START Task data

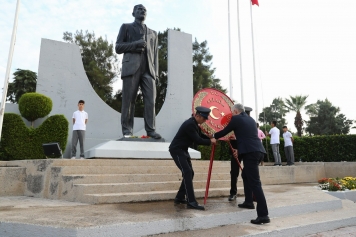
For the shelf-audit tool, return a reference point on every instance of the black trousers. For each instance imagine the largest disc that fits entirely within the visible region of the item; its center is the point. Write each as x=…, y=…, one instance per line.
x=143, y=79
x=252, y=183
x=183, y=162
x=234, y=174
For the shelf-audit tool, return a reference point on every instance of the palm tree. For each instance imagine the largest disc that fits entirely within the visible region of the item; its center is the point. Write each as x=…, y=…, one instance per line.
x=296, y=104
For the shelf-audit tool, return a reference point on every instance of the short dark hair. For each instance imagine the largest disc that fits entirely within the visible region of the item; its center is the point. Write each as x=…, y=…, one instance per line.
x=136, y=6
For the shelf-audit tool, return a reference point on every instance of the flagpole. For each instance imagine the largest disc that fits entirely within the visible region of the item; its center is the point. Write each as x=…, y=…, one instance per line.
x=254, y=64
x=230, y=76
x=9, y=62
x=240, y=53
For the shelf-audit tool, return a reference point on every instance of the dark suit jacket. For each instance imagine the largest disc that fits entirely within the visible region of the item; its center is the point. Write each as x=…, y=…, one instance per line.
x=132, y=58
x=188, y=133
x=245, y=131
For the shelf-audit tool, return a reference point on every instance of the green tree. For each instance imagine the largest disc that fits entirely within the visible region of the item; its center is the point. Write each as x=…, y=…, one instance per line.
x=275, y=112
x=295, y=104
x=24, y=81
x=203, y=74
x=99, y=60
x=326, y=119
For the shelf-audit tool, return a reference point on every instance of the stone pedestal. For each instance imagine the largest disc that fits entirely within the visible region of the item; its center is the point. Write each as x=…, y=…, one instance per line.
x=134, y=149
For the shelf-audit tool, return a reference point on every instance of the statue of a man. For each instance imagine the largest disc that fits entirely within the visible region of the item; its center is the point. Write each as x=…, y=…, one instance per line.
x=139, y=44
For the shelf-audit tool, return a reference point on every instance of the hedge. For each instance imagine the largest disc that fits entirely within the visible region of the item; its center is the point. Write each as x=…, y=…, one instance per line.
x=21, y=142
x=329, y=148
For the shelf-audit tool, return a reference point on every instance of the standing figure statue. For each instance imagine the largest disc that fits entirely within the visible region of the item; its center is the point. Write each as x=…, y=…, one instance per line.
x=139, y=44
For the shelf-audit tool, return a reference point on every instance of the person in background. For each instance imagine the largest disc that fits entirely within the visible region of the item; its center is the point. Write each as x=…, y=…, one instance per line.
x=80, y=119
x=288, y=146
x=274, y=134
x=261, y=136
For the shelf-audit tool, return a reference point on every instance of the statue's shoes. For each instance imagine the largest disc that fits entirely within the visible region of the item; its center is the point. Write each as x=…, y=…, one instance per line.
x=261, y=220
x=154, y=135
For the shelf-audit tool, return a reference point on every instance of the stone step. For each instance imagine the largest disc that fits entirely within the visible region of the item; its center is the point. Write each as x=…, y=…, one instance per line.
x=132, y=178
x=145, y=186
x=149, y=196
x=295, y=210
x=130, y=162
x=135, y=170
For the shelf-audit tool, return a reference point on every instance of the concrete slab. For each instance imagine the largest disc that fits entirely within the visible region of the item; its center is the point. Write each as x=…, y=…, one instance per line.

END Task data

What is needed: All of the lines above must be printed again exactly, and no picture may appear in the copy.

Response area:
For the shelf-audit tool, return a reference point on every instance of the black trousers. For each instance imagine the largest disc that fits entirely within the visible region of the item; its center is the point. Write each as x=…, y=…, one instance per line.
x=143, y=79
x=252, y=183
x=183, y=162
x=234, y=174
For the shelf-audit tool, return a reference point on every instance of the palm tree. For each instance imagine the largest disc that fits entirely within the visible region of the item; its center is the point. Write each as x=…, y=…, one instance per line.
x=296, y=104
For the shelf-audit tool, return a reference point on every instance of the short dark hair. For each instance imagine the largest disc that fits entirely within the visible region of the item; its center is the point. Write each as x=…, y=…, one instance per line.
x=136, y=6
For the shelf-audit tool, return a reference point on every instance of the flagpole. For each instance imagine the largest disc that fits entirely within the visible region of the item; its center is the point. Write each as x=…, y=…, one instance per line.
x=254, y=64
x=230, y=76
x=9, y=62
x=240, y=53
For the shelf-audit tool, return a reference point on every instance of the dark suit jacket. For each instance imagine the largest disc that fits entirely within the visible region of the item; its center is the point. Write each as x=…, y=…, one instance per line.
x=132, y=58
x=188, y=133
x=245, y=131
For the shelf-audit tool, return a reference point on every instance of the green tree. For each instance imagine the largest disc that fits entirely within the visible region of the item; its center is the point. Write each as x=…, y=…, one instance per line.
x=275, y=112
x=295, y=104
x=24, y=81
x=203, y=74
x=99, y=60
x=326, y=119
For the shelf-audit tool, return a reference point on every instance of the stone pedestal. For each instance imagine the largest disc that fits entirely within the visible region of the item; its center is the point. Write each as x=…, y=…, one instance per line.
x=134, y=149
For the shelf-audit tool, return a reference point on every instance of the statue of a man. For each instance imagine the largest disc that fits entirely within the visible region of the item; its center is the point. Write each as x=…, y=…, one instance per line.
x=139, y=44
For the shelf-audit tool, return a reference point on every instance of the hedge. For each instance imagine the largest disc that fits entirely within the visible region of the item; its center is the point. Write each as x=…, y=…, one instance per line.
x=21, y=142
x=329, y=148
For the shelf-audit tool, return a reference point on every instance of the standing figure statue. For each instance imagine the largest disc that fits entirely within the visible region of the item; its center is the point. Write each as x=…, y=…, one instance per line.
x=139, y=44
For the shelf-audit tool, return a reference point on every instance of the person in background. For each instance imagine the largest disc that fits entirely within the visible region of the item; its center is the point. Write each as x=…, y=…, one instance per line.
x=80, y=119
x=288, y=146
x=274, y=134
x=261, y=136
For the shelf-audit tool, return a reference point on every instance of the statue's shoes. For each instance imagine the largest disc that fits entirely within the visible region of the item; its center is the point. Write each as x=…, y=…, one instance per line.
x=261, y=220
x=154, y=135
For the shelf-audit tool, return a reference point on every instance of the stone step. For each instance imagine the largest disc that fits entirely within the visible region of the item; its center is the point. Write each as x=…, y=…, one instance per line.
x=132, y=178
x=145, y=186
x=149, y=196
x=295, y=210
x=130, y=162
x=135, y=170
For the shelf-audit tool, return a reference point on every instance of the concrete slab. For each instance imagine the largest disc that fits entirely within the visible region of the item; its center is the point. Write each as x=…, y=…, one instance per line.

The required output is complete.